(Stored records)
▽
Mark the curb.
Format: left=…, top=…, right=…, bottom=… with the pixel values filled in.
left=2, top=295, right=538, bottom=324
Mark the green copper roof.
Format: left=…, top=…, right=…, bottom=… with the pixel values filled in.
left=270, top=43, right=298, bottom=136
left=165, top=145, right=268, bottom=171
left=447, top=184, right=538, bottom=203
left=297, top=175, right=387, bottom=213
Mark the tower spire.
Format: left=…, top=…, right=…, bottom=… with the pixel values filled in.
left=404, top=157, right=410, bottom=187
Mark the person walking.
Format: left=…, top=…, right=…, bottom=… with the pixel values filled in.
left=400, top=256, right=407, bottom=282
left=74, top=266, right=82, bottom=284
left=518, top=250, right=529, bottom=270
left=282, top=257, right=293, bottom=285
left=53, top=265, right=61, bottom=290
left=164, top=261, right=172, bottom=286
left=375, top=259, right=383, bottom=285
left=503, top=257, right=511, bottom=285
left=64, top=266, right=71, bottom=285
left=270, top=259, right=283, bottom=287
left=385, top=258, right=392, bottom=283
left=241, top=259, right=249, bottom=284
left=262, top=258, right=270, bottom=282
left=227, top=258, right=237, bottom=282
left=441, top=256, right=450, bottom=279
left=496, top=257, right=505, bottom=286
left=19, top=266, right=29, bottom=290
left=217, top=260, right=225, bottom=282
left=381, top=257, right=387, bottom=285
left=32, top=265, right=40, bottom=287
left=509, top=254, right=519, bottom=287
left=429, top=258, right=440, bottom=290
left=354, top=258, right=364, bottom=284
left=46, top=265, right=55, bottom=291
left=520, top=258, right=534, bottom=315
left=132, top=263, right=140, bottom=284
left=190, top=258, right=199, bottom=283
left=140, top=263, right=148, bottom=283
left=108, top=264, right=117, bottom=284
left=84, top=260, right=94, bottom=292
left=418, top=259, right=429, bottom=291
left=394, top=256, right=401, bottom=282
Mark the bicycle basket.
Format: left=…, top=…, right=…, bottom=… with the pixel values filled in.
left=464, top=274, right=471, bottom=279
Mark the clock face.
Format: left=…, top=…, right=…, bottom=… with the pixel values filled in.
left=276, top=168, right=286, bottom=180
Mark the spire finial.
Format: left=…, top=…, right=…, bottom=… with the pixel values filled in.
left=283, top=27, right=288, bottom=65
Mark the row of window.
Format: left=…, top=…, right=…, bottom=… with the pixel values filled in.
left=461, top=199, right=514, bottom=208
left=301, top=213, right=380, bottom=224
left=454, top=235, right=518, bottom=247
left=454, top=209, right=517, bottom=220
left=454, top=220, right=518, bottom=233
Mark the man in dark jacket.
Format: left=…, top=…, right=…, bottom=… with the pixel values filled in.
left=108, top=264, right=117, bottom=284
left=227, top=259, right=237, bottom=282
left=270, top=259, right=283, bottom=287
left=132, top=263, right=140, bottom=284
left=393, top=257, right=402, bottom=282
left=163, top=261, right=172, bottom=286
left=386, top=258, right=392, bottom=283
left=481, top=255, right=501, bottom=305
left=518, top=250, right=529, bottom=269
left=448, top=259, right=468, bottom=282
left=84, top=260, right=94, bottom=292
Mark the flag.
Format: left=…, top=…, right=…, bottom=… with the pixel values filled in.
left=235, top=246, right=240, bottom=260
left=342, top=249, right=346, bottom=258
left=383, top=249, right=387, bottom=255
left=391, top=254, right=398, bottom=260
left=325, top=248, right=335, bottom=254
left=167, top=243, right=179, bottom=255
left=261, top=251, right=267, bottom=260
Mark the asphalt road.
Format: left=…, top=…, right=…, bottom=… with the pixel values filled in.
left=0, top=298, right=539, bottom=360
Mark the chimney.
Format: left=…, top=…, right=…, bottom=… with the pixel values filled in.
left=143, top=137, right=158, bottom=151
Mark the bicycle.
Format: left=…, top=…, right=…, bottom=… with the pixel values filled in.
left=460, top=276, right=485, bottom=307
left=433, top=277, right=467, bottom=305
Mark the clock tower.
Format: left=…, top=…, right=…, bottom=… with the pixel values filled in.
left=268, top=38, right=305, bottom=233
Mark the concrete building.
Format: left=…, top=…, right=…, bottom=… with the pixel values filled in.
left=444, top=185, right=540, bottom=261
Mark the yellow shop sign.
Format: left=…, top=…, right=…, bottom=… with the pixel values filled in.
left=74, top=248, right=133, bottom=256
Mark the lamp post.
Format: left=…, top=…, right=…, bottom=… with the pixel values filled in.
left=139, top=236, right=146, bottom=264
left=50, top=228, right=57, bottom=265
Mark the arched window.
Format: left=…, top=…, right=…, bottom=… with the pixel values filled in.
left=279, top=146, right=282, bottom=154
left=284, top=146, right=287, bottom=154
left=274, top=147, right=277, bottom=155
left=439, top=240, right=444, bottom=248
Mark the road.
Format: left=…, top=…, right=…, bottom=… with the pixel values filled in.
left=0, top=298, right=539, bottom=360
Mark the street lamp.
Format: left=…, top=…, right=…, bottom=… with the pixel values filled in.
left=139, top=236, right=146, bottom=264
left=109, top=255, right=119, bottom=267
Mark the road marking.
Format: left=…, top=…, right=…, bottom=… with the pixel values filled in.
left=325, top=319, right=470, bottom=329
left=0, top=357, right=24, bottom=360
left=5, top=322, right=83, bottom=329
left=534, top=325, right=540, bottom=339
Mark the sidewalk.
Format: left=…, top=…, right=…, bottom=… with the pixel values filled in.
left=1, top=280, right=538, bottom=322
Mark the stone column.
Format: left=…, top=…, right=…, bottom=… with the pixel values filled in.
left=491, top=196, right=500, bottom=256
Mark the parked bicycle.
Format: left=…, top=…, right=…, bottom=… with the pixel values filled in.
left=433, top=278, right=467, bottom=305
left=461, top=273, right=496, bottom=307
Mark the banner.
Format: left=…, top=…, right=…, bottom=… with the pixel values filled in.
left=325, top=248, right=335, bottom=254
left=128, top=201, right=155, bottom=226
△
▽
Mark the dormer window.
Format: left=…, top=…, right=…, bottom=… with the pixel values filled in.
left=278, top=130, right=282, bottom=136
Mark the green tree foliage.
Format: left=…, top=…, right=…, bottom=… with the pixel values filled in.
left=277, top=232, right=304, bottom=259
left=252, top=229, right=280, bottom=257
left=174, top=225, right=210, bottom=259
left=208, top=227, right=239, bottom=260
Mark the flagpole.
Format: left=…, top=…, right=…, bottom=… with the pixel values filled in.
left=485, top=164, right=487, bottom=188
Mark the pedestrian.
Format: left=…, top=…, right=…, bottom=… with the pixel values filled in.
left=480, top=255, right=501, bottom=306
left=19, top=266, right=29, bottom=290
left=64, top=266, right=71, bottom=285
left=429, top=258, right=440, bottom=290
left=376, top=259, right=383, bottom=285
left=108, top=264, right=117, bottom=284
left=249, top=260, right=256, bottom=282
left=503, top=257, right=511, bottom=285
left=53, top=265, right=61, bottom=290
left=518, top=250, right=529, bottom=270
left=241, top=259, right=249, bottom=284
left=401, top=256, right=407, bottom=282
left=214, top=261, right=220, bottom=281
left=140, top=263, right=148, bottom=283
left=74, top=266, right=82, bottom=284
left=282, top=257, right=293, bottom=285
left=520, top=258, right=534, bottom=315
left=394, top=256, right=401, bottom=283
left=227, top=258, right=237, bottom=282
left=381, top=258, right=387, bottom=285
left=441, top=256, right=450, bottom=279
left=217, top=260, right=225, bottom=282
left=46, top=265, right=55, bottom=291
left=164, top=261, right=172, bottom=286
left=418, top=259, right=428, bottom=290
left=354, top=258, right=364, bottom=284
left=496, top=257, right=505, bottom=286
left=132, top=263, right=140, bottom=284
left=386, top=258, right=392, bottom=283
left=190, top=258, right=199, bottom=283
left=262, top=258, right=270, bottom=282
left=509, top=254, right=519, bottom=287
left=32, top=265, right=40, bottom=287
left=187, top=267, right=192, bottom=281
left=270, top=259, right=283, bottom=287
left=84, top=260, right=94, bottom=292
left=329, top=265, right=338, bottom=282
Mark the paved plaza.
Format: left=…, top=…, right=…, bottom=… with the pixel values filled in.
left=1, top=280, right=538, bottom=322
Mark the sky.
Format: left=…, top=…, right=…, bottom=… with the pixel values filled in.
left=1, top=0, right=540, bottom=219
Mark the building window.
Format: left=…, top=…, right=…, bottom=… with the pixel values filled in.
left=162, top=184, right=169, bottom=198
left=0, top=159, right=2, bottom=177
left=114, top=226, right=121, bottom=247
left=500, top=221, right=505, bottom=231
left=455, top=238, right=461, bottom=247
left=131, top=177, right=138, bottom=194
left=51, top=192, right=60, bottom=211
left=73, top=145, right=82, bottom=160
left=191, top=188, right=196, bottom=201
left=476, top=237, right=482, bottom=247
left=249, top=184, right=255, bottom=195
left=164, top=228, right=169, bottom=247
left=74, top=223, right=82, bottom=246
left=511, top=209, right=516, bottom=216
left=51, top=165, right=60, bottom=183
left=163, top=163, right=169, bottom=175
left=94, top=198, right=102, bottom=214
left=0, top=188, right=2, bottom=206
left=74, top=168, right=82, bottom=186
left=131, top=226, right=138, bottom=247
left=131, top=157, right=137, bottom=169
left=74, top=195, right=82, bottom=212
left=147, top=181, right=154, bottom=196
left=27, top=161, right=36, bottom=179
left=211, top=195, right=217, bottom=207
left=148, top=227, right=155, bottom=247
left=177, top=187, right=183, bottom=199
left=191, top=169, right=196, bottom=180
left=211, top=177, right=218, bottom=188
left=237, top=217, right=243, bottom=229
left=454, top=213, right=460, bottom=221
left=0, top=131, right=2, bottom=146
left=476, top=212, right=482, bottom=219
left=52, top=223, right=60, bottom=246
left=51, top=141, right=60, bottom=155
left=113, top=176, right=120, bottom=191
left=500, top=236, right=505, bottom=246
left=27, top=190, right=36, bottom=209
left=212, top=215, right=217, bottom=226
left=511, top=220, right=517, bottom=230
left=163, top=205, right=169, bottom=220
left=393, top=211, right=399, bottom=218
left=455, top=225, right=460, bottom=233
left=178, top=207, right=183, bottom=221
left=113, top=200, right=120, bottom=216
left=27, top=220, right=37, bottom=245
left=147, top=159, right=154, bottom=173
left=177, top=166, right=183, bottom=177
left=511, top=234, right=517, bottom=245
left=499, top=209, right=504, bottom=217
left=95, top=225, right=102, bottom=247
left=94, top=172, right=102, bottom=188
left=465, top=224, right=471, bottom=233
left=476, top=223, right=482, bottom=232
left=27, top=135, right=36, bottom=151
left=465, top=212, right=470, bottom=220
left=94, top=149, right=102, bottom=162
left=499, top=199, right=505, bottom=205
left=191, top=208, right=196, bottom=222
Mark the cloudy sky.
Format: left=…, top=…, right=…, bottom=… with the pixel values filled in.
△
Work task:
Quote the data above from the line containing "Mark the flag." to the line containing "Mark the chimney.", inclusive, and stop.

Worked solution:
Mark the flag.
Format: left=…, top=…, right=…, bottom=… with the pixel values filled in.
left=235, top=246, right=240, bottom=260
left=342, top=249, right=346, bottom=258
left=383, top=249, right=387, bottom=255
left=391, top=254, right=398, bottom=260
left=325, top=248, right=335, bottom=254
left=167, top=243, right=179, bottom=255
left=261, top=251, right=267, bottom=260
Mark the asphalt road.
Format: left=…, top=…, right=…, bottom=… with the pixel values filled in.
left=0, top=298, right=539, bottom=360
Mark the chimney.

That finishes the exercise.